======== Selected passage ========

2. I don’t feel like anybody should be manipulated/ convinced to do something sexually they don’t want to do. I wouldn’t want someone doing that to me either.
So do I just plan on not having what I want sexually for the rest of my life? That just seems so depressing. Although I feel like we have a strong marriage-this is a big deal to me and I just feel like I can’t get over it. I do have a therapist and I do talk about it with them.
Thoughts?
The bolded is literally the entire basis of marriage. Not saying what your husband should or shouldn't do, but that attitude isn't compatible with a lifetime commitment to another person.
It's a two way street though.
Not OP
If it's so important, figure it out during vetting. Otherwise, deal with it. You can't get everything, and it sounds like things are pretty good otherwise.
Oh please. We all know quite well that there are tons of people (both men and women) who are generous (sexually and otherwise) while dating and engaged and then very different afterwards.
Yeah, but why would OP mention previous relationships instead of before we got married then? Seems like whatever the "vanilla" stuff in question is, it wasn't happening in this relationship at all.
Anonymous wrote:Many women complain about never having sex, let alone just missionary. I agree with you that variety is important in many things including sex. You need to take charge physically so get him on his back and climb on. Don’t ask, just do it. My husband lets me make the decision on what we do and he seems pretty satisfied.
Anonymous wrote:Anonymous wrote:Anonymous wrote:Anonymous wrote:Anonymous wrote:Let me start off by saying that I love my husband very much. We have been together almost half my life and he is a wonderful father and husband. I know nobody has perfect relationships and that you always have to take the good with the bad etc…
Although we have, what I would consider an “active” sex life-I have told him multiple times that there are things I want to do. Now these aren’t even taboo or crazy things. These are literally things that most other people would consider regular and normal. But he has basically straight out refused even though he has told me he did these things in previous relationships (as did I). This just keeps upsetting me more and more and my dilemma is this:
1. I don’t feel like I should have to give up what I want. We only get this one life. I want to enjoy it to its absolute fullest.
2. I don’t feel like anybody should be manipulated/ convinced to do something sexually they don’t want to do. I wouldn’t want someone doing that to me either.

========

Can you edit the forum thread's passage starting with "The bolded is" and going on through "way street though.", replacing "lifetime commitment" with "lifelong commitment"?

======== Dataset entries ========

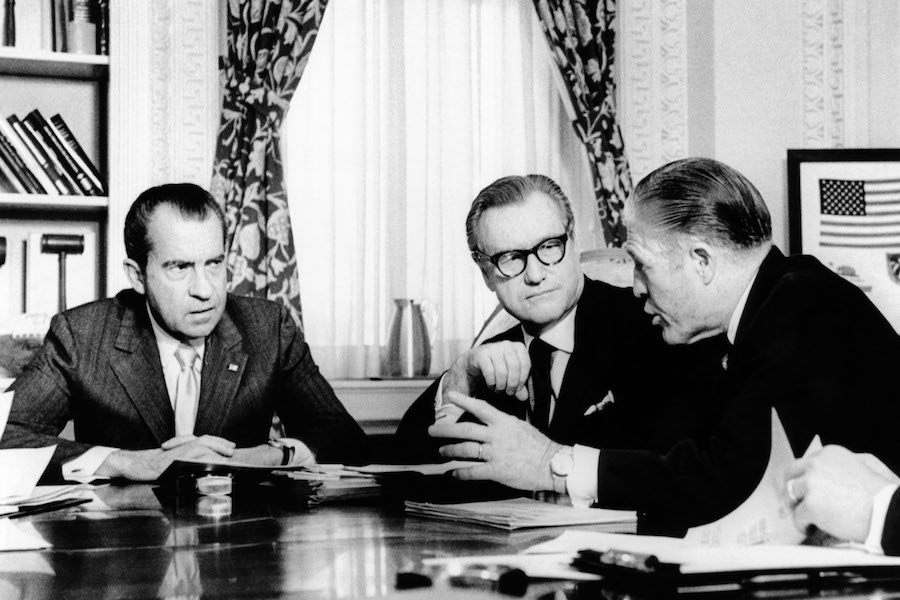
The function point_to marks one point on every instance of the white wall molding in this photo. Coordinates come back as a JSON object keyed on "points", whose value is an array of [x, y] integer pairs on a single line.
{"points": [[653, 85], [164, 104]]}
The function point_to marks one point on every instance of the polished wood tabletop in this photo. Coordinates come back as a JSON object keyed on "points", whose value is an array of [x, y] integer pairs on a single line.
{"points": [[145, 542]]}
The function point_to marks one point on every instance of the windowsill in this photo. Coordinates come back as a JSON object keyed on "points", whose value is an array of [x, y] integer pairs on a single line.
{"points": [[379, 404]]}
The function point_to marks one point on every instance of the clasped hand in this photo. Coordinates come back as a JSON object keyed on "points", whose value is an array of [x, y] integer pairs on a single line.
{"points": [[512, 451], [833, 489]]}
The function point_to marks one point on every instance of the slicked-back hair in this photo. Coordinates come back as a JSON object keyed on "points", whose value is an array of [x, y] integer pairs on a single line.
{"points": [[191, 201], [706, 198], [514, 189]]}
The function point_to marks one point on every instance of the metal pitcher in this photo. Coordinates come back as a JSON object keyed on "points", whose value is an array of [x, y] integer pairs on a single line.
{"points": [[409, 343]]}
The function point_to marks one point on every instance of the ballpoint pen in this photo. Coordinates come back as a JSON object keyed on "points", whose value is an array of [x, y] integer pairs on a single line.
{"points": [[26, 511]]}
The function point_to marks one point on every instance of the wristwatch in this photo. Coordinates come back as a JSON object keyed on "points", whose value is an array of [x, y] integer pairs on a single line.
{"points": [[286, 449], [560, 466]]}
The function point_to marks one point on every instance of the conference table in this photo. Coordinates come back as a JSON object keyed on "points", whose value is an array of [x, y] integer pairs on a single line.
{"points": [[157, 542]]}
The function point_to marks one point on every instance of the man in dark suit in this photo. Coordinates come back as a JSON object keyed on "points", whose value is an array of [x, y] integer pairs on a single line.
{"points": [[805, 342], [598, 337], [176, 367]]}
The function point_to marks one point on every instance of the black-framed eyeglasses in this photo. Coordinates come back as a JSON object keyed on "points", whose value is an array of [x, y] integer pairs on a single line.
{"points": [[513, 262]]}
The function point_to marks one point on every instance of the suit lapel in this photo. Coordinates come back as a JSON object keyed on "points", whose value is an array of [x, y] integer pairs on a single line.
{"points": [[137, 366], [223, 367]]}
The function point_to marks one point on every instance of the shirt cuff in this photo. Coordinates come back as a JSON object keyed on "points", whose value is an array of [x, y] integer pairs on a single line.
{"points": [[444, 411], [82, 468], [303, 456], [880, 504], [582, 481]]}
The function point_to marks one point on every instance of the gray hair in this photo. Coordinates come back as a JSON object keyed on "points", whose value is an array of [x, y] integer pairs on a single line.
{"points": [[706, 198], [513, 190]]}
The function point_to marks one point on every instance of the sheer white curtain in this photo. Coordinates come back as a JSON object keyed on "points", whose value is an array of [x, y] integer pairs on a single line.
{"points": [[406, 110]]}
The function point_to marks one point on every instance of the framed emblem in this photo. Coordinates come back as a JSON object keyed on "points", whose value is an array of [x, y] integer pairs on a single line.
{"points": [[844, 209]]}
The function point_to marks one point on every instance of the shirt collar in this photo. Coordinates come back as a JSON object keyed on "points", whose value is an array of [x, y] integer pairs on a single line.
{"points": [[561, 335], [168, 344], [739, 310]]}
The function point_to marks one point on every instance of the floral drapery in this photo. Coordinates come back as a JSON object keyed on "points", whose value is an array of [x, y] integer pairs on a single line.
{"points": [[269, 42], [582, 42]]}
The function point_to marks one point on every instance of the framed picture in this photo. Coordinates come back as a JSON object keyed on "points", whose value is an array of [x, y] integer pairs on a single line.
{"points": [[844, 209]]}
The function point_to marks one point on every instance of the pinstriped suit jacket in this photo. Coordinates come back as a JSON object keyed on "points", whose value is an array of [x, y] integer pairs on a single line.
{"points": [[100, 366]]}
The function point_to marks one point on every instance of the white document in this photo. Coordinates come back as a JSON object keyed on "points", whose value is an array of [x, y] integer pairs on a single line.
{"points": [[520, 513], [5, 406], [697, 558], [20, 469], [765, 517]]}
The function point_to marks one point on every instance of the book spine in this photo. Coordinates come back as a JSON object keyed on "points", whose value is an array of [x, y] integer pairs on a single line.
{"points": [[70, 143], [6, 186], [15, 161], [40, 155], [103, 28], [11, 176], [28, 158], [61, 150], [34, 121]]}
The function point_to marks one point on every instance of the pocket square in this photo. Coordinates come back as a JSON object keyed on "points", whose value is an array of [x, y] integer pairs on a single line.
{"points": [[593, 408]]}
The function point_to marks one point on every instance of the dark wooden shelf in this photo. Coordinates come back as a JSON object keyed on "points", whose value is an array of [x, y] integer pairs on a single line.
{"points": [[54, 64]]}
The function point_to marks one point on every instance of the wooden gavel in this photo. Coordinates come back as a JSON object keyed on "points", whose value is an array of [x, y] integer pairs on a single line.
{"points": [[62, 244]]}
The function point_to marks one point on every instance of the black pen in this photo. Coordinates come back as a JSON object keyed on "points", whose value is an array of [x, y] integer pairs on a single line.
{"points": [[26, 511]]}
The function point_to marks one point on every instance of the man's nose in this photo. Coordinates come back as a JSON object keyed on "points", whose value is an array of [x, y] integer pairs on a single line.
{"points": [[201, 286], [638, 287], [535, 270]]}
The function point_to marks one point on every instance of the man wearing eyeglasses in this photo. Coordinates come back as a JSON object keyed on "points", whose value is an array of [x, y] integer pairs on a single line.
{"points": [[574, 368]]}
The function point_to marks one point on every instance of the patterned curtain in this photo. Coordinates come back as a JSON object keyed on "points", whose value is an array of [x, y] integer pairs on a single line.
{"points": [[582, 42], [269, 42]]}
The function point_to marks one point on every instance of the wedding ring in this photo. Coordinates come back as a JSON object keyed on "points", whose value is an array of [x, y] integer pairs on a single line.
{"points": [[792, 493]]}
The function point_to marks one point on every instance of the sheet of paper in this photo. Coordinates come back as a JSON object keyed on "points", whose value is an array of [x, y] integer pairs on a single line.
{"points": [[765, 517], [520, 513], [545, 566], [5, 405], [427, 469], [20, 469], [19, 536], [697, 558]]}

========

Answer box →
The bolded is literally the entire basis of marriage. Not saying what your husband should or shouldn't do, but that attitude isn't compatible with a lifelong commitment to another person.
It's a two way street though.